§ **WHAT YOU NEED TO DO**
1) According to the article on quitting sugar, why should a sugar detox also cut out artificial sweeteners? Answer in one to three sentences.
2) In the article on quitting sugar, what share of people in the U.S. are said to be addicted to sugar?
3) Continue the article on quitting sugar from its final sentence.

10% of people in the U.S. are addicted to sugar. The word addiction is no accident; studies now suggest that sugar induces a reward stimulus in the brain similar to that of illegal drugs.
This makes the brain dependent upon sugar, and induces cravings, which in turn, feed the brain’s dependency on sugar. It truly is a vicious cycle.
Even if you don’t consider yourself to be a sugar addict, the body and brain can always benefit from sugar reduction. Here is where the “sugar detox” comes into play.
Any sugar detox should also include artificial sweeteners. Even though they don’t technically contain “sugar”, they have a big impact on brain and body. Recent studies have found that artificial sweeteners actually cause the body to hold onto more body fat, and can increase appetite and encourage over-eating.
Expect to be moody and cranky when you first give up sugar. The brain and the body are not going to be happy that you are taking that stimulant away, however, once you get through the “withdrawal period” you’ll have more pep and energy than ever before.
Having trouble remembering your grocery list, your boss’s wife’s name, or where you left your keys? Research has shown that a diet high in sugar can hinder memory and learning ability. Over time, consuming excess sugar can actually cause damage to the cells in your brain and affect the way they communicate with the body.
Not only will your brain work better without sugar, but your entire body will benefit, as well. Excess sugar doesn’t just affect your pancreas, insulin, and blood sugar levels. It triggers elevations in blood pressure, cholesterol, and heart rate, and can make you more susceptible to certain forms of cancer.
By quitting sugar, you will not only improve your blood sugar, but you may also benefit from a decrease in cholesterol and blood pressure. This will reduce risk of heart disease, heart attack, stroke, cancers, and a host of other diabetes-related complications.
When you decide to take control of your health and quit sugar, there are many considerations to take into account. Let’s talk about what 30 days with no refined sugar would look (and taste) like!

§ **DATA SECTION**
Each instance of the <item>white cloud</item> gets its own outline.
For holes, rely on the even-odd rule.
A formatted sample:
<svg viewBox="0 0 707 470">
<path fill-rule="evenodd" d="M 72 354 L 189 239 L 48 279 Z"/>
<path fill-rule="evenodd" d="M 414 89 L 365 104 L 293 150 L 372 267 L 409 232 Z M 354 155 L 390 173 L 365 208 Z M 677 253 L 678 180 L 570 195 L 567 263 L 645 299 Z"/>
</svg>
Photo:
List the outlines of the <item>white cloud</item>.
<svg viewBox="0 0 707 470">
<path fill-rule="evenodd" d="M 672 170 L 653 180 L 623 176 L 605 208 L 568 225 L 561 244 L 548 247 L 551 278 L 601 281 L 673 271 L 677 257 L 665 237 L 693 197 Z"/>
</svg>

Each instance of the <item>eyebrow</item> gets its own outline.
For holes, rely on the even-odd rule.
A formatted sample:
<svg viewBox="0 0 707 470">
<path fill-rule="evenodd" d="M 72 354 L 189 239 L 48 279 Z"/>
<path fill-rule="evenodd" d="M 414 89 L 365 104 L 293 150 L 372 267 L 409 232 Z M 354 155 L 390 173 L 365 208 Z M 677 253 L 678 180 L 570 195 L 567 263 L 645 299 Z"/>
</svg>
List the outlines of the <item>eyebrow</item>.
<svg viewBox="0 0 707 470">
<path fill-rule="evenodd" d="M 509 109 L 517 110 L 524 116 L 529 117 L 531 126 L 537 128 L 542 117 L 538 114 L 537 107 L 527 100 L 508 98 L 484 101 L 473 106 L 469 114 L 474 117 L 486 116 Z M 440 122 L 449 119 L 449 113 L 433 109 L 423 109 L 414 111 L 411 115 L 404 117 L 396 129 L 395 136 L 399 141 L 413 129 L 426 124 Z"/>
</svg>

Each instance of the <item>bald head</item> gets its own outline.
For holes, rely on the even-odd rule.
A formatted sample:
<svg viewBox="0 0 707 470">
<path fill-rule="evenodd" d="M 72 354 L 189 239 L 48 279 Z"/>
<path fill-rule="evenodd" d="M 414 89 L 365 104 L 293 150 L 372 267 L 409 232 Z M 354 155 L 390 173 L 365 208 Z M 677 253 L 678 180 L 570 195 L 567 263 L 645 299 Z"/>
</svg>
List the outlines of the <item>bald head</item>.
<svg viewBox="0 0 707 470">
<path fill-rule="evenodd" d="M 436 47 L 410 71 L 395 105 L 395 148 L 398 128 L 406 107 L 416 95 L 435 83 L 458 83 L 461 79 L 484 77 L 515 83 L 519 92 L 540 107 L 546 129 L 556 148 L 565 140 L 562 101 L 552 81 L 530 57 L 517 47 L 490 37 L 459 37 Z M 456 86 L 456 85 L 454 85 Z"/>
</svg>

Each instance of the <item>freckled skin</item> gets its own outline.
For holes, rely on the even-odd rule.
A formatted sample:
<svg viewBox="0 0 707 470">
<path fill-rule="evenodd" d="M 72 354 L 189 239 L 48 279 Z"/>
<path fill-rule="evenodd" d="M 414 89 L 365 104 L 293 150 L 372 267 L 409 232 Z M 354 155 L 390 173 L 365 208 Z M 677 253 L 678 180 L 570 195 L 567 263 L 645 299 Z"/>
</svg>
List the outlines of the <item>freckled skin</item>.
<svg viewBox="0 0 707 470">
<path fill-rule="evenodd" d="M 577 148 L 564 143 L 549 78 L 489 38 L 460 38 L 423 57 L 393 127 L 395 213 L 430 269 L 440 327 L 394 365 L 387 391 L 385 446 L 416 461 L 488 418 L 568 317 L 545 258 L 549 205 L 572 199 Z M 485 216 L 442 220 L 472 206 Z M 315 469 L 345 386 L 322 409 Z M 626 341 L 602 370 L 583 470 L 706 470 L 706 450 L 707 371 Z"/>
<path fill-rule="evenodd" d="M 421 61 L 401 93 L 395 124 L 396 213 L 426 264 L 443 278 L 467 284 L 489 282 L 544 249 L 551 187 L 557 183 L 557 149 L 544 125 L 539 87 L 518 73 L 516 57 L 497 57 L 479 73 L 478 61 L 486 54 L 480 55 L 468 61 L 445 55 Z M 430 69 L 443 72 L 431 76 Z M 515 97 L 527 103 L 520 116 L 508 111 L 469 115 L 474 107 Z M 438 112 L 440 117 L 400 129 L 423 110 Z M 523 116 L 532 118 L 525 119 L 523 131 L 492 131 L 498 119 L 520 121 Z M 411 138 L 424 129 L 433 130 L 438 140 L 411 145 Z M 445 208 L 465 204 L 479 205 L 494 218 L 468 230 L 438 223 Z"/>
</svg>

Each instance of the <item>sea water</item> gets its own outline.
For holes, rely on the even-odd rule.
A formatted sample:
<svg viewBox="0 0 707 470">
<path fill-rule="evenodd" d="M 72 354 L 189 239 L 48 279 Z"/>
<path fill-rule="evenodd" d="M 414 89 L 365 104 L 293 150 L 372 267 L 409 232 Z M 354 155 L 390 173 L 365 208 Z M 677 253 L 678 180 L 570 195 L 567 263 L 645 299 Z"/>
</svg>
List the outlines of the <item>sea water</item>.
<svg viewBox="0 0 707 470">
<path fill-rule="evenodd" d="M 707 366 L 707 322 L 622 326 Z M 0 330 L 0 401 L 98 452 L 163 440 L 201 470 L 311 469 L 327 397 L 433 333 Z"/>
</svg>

§ **OUTPUTS IN ORDER**
1) Artificial sweeteners don't technically contain sugar, but they have a big impact on the brain and body. Recent studies found that they make the body hold onto more body fat and can increase appetite and encourage over-eating.

2) 10% of people in the U.S.

3)
In the first three days, you would consume no added sugar, but also no fruits, starchy vegetables (like corn, sweet potatoes, or peas), no grains, no dairy, and no alcohol. The key is to focus on protein, healthy fats, and vegetables. Drink plenty of water, along with black coffee or unsweetened tea if desired.
On day four, add an apple and one dairy product every day. That apple will taste like candy after three days with no sugar! Keep in mind that all dairy products should be full-fat and unsweetened. The less fat something contains, the more sugar it contains. This is especially crucial for diabetics.
Higher-starch vegetables like carrots and snow peas can be added back too, along with three glasses of red wine per week.
During week two, you can add a serving of fresh berries and an additional serving of dairy. Starchier vegetables like sweet potatoes can also be re-introduced at this point.
For week three, you can bring back grains like quinoa, barley, and oats. The additions of a fourth glass of wine per week, and an ounce of dark chocolate a day make week three quite pleasant indeed!
Week four is maintenance mode. Whole-grain breads and brown rice can come back, along with high-fiber wheat crackers. After 31 days, all fruits are up for grabs, and you are free to enjoy five glasses of red wine per week!
Now keep in mind, this is one of many “sugar detox” guideline examples. By no means does it mean that this one is the right one for you. It’s always best to speak with your healthcare team before embarking on diet changes, especially those of the “detox” variety.
One thing is for sure, a reduction in sugar equals an improvement in health!